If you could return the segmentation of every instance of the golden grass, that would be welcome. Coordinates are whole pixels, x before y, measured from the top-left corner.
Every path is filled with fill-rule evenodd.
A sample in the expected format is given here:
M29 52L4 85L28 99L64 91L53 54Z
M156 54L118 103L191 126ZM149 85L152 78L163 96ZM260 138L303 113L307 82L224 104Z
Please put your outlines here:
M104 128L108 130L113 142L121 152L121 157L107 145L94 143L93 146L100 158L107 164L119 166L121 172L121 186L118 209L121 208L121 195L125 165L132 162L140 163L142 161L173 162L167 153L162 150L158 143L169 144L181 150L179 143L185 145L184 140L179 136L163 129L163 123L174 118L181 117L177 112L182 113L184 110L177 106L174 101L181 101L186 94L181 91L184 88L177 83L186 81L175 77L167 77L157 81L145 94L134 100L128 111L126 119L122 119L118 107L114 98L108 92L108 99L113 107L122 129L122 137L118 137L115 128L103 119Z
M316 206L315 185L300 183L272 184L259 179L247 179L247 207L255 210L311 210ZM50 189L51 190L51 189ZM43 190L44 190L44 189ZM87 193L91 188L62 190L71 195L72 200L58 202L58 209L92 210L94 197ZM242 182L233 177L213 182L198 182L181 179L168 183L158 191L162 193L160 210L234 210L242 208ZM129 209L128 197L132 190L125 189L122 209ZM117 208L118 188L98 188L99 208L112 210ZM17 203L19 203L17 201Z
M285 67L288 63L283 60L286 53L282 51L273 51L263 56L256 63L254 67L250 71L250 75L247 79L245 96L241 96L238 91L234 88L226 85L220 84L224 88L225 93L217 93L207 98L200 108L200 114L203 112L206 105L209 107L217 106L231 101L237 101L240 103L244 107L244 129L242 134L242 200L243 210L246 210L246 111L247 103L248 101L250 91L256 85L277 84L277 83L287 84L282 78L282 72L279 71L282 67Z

> **Exercise aim**
Copy out the data above word for word, without changing anything.

> **Output for this task**
If you could return the segmentation of every instance of the golden grass, that would be welcome. Coordinates are whole pixels, x before y, measured from the top-left corner.
Every path is filled with fill-rule evenodd.
A sample in the expected format is given here:
M29 52L4 85L28 99L64 91L53 54Z
M156 54L118 103L191 126ZM149 85L152 78L163 96ZM260 138L303 113L307 82L224 104Z
Please put your outlines here:
M104 128L108 130L113 142L121 152L121 157L107 145L94 143L93 146L100 158L107 164L119 166L121 172L121 186L118 209L121 208L121 195L125 165L132 162L140 163L142 161L173 162L167 153L162 150L158 143L169 144L181 150L179 143L185 145L184 140L179 136L163 129L163 123L174 118L181 117L177 112L182 113L184 110L177 106L174 101L181 101L186 94L181 91L184 88L177 83L186 81L175 77L167 77L157 81L145 94L134 100L128 111L126 119L122 119L118 107L114 98L108 92L108 99L113 107L122 129L122 137L118 137L115 128L103 119Z
M316 206L315 185L300 183L272 184L259 179L247 179L247 207L255 210L311 210ZM50 189L51 190L51 189ZM43 190L44 190L44 189ZM87 193L91 188L62 190L71 195L72 200L58 202L58 209L92 210L94 197ZM242 182L233 177L213 182L198 182L181 179L168 183L158 191L162 193L160 210L234 210L242 208ZM129 209L128 197L132 190L125 189L122 209ZM117 208L118 188L98 188L99 208L112 210ZM17 203L19 203L17 201Z
M285 67L288 63L283 60L286 53L282 51L273 51L263 56L256 63L254 67L250 71L250 75L247 79L245 96L241 96L238 91L234 88L226 85L220 84L224 88L225 93L217 93L207 98L200 108L200 114L203 112L206 105L209 107L217 106L231 101L237 101L240 103L244 107L244 129L242 134L242 200L243 210L246 210L246 111L247 103L248 101L250 91L256 85L277 84L277 83L287 84L282 78L282 72L279 71L282 67Z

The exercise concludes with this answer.